-- Assigned task --
Search term "reflection": copy each line of the records that contains it.

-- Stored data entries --
++++++++
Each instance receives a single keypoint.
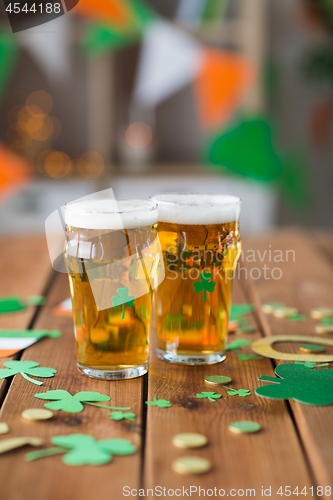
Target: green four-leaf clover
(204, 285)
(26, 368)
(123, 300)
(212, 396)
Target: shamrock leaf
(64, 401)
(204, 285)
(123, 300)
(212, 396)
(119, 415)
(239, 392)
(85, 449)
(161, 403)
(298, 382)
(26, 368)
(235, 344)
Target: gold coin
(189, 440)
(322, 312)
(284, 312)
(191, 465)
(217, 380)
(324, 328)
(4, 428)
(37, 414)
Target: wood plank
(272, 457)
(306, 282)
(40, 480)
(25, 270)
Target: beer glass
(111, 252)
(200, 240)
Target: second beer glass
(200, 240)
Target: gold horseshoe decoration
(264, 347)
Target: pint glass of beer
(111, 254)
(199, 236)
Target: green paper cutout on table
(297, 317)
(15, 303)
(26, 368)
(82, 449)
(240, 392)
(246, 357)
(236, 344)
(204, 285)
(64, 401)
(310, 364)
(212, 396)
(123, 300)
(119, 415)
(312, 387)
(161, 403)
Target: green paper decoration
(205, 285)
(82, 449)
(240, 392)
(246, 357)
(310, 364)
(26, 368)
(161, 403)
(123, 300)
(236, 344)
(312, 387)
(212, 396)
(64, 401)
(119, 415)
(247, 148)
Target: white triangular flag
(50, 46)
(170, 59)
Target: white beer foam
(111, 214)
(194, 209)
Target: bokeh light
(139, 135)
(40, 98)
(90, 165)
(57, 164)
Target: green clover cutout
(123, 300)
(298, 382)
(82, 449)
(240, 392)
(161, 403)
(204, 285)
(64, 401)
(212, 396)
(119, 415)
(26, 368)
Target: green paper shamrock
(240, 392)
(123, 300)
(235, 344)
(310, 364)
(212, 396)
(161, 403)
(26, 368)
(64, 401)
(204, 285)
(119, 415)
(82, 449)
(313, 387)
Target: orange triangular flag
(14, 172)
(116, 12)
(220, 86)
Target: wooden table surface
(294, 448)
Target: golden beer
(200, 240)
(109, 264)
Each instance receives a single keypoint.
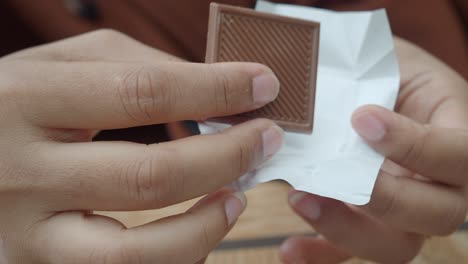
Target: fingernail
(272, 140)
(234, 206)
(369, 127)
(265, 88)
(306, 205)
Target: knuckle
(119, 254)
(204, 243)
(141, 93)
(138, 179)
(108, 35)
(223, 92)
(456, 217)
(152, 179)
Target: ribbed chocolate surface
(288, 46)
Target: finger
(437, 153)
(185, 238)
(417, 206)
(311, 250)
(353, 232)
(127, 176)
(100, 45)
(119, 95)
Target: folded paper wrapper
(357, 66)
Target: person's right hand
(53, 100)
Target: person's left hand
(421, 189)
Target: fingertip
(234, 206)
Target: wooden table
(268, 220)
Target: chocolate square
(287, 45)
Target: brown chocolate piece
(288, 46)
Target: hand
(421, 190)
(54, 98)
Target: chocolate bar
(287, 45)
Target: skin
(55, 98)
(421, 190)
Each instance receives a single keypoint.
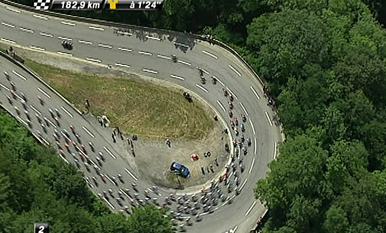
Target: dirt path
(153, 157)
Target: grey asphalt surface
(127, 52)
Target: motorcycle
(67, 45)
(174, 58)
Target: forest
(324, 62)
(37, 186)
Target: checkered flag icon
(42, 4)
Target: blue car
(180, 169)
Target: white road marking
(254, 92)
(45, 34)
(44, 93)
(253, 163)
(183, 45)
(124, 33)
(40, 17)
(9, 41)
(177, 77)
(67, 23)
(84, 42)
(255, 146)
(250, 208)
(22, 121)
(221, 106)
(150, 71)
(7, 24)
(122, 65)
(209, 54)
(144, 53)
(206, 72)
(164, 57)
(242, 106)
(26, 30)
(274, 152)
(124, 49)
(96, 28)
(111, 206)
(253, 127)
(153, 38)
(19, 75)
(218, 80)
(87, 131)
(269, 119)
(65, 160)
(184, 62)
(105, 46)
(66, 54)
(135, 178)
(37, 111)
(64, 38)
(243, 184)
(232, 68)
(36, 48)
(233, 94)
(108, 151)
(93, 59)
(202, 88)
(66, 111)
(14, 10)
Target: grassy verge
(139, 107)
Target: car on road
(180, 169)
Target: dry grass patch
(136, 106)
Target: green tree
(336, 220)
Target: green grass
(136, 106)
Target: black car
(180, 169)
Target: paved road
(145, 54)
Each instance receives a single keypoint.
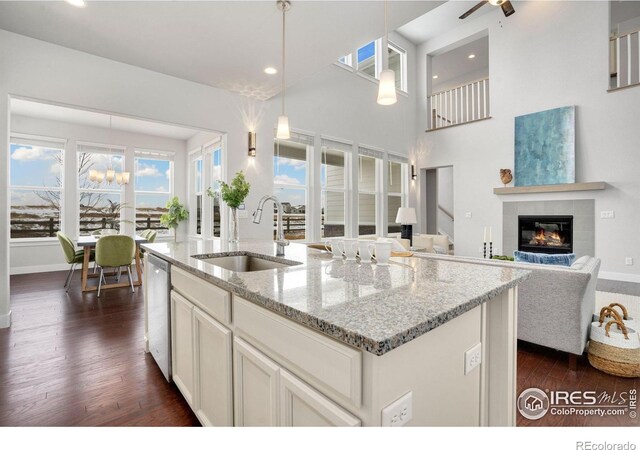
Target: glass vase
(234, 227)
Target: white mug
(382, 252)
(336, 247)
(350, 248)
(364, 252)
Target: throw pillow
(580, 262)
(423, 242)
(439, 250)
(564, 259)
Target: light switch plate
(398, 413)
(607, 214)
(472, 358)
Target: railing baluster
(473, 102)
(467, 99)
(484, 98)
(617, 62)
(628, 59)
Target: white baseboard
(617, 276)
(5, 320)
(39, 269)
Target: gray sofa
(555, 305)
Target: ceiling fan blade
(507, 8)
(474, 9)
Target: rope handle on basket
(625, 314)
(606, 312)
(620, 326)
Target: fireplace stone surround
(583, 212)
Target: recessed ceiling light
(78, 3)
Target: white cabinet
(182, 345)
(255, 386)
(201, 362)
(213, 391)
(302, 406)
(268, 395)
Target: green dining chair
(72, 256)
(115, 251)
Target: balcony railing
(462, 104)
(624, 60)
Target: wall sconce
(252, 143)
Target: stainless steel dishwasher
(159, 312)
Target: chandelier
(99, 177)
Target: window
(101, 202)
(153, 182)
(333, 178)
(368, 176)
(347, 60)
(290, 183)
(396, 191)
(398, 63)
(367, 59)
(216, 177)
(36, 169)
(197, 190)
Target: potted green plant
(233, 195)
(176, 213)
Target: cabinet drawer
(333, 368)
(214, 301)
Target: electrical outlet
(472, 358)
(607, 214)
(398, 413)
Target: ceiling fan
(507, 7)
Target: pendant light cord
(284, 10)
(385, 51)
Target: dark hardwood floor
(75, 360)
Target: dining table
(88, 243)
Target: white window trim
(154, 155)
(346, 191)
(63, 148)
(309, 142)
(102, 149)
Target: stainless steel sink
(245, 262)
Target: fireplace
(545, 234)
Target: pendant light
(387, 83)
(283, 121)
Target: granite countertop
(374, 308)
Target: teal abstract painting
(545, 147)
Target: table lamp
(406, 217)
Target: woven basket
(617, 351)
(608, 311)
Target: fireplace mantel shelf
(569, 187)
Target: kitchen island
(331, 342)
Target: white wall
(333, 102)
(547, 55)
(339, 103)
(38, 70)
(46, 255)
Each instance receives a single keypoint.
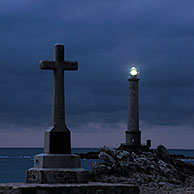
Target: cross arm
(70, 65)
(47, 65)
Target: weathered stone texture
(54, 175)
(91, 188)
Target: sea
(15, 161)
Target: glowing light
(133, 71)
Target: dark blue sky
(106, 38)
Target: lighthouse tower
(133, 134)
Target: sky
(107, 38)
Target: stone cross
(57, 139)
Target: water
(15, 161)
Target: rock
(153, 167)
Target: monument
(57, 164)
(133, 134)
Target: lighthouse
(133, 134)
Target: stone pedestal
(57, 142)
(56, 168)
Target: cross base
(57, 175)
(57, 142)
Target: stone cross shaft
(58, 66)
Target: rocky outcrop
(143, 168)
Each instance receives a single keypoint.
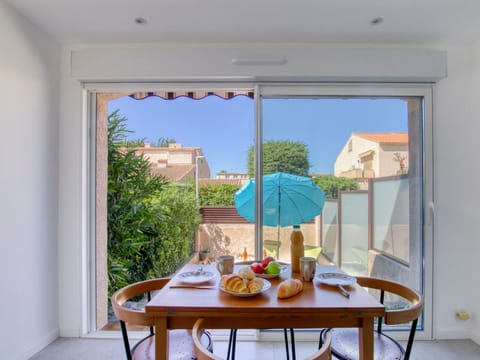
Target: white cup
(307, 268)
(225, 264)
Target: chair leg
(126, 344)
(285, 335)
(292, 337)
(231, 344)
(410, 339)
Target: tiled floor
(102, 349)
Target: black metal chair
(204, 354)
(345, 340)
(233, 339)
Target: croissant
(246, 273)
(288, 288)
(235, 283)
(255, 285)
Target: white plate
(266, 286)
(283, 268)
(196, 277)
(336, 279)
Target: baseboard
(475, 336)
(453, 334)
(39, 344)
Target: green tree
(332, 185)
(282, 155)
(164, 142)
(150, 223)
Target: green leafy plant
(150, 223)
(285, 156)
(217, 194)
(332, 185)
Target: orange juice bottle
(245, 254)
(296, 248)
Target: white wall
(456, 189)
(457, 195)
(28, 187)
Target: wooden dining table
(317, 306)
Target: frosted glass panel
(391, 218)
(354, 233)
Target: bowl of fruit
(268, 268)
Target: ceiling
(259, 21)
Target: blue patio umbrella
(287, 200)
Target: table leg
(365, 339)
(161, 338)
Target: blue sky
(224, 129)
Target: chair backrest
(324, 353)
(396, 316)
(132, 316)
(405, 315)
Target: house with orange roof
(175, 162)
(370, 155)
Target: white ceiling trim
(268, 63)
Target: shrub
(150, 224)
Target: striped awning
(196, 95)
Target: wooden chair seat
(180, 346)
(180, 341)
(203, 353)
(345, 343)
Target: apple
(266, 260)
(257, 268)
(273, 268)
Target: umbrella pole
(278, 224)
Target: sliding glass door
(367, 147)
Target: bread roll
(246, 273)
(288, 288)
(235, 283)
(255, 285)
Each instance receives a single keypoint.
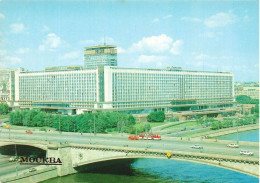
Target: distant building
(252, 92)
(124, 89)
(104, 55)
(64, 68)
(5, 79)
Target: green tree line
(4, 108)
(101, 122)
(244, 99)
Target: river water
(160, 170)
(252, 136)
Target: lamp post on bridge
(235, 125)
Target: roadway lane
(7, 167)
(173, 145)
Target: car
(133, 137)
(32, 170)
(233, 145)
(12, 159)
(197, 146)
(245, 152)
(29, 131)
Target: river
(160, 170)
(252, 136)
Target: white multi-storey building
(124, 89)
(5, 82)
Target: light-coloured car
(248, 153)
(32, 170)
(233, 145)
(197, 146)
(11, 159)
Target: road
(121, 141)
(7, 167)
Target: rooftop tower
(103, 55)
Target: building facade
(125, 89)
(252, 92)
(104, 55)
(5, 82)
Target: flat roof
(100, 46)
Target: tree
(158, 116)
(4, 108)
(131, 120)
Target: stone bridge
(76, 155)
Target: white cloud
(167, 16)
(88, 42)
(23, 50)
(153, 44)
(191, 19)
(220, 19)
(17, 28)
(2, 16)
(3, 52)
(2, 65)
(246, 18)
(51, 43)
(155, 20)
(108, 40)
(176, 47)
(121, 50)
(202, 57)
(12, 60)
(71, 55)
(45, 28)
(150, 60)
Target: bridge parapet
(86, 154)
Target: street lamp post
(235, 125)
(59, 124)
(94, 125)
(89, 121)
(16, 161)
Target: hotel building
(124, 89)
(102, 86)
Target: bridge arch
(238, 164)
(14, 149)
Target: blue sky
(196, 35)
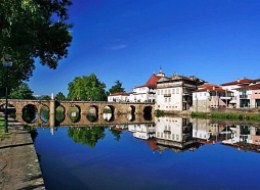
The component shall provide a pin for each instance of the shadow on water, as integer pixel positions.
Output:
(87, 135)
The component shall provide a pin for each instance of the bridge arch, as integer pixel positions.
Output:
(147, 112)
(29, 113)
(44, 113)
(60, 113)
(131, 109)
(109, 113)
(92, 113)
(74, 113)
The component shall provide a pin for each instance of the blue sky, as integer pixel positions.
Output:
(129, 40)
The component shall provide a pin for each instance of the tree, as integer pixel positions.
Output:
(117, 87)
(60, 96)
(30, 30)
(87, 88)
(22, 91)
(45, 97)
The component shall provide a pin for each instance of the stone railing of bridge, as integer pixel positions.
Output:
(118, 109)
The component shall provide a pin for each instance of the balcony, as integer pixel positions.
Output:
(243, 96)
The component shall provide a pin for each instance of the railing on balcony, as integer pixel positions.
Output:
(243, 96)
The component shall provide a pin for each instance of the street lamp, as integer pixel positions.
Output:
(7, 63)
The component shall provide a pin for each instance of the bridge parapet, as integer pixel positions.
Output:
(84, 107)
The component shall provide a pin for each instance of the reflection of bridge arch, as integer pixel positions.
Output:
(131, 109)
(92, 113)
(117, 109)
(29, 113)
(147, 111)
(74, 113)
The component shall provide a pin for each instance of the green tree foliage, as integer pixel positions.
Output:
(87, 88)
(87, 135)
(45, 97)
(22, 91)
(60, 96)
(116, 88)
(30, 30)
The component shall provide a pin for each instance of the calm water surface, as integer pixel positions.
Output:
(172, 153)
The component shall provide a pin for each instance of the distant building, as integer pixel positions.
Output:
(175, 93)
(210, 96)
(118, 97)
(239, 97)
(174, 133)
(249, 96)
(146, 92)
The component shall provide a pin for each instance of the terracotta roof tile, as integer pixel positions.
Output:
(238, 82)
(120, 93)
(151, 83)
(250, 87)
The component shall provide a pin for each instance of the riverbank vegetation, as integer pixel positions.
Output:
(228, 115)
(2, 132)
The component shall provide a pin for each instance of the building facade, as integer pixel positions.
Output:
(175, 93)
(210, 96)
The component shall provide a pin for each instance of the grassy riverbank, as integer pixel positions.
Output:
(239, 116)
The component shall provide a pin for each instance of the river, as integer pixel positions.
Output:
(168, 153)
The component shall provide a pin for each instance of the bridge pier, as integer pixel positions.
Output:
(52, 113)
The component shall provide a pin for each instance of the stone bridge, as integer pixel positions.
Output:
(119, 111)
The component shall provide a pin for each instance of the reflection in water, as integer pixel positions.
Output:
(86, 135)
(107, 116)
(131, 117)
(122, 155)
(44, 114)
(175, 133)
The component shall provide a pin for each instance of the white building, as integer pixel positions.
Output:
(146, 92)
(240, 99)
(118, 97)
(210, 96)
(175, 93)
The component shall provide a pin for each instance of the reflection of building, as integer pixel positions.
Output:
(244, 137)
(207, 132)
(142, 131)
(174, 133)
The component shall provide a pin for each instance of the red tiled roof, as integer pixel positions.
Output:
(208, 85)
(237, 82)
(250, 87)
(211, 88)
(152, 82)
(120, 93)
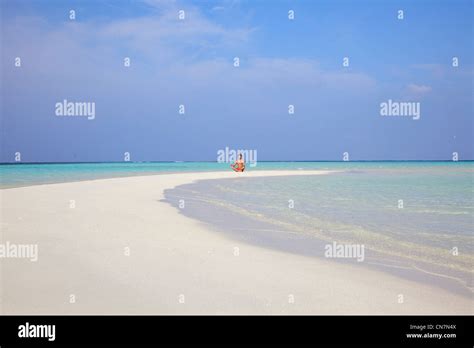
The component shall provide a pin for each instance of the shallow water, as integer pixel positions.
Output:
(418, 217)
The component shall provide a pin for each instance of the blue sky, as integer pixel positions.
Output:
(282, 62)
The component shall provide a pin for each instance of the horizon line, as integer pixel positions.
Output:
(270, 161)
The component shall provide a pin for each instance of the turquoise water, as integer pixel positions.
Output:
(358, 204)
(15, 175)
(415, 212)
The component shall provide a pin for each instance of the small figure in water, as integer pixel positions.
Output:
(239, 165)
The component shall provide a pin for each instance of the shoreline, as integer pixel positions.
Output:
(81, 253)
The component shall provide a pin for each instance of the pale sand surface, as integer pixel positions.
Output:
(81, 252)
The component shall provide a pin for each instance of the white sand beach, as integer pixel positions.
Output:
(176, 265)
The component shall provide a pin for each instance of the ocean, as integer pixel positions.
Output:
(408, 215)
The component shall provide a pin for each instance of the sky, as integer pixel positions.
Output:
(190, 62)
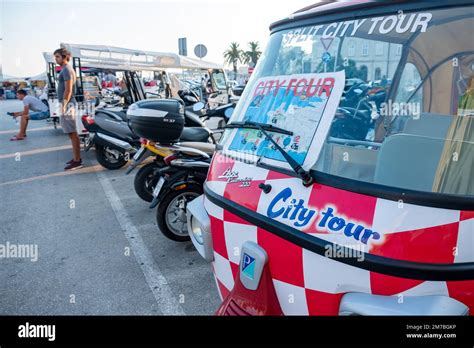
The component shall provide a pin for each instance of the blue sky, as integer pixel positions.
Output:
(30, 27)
++++++++
-- Output below --
The component shall provide a pin for each instance of the reflection of bridge arch, as integer pixel positions.
The component shall provide a pin for each instance of the reflection in water, as integer pixel positions.
The component shall provide a pin for each instance of the reflection of building, as integer pixel positions.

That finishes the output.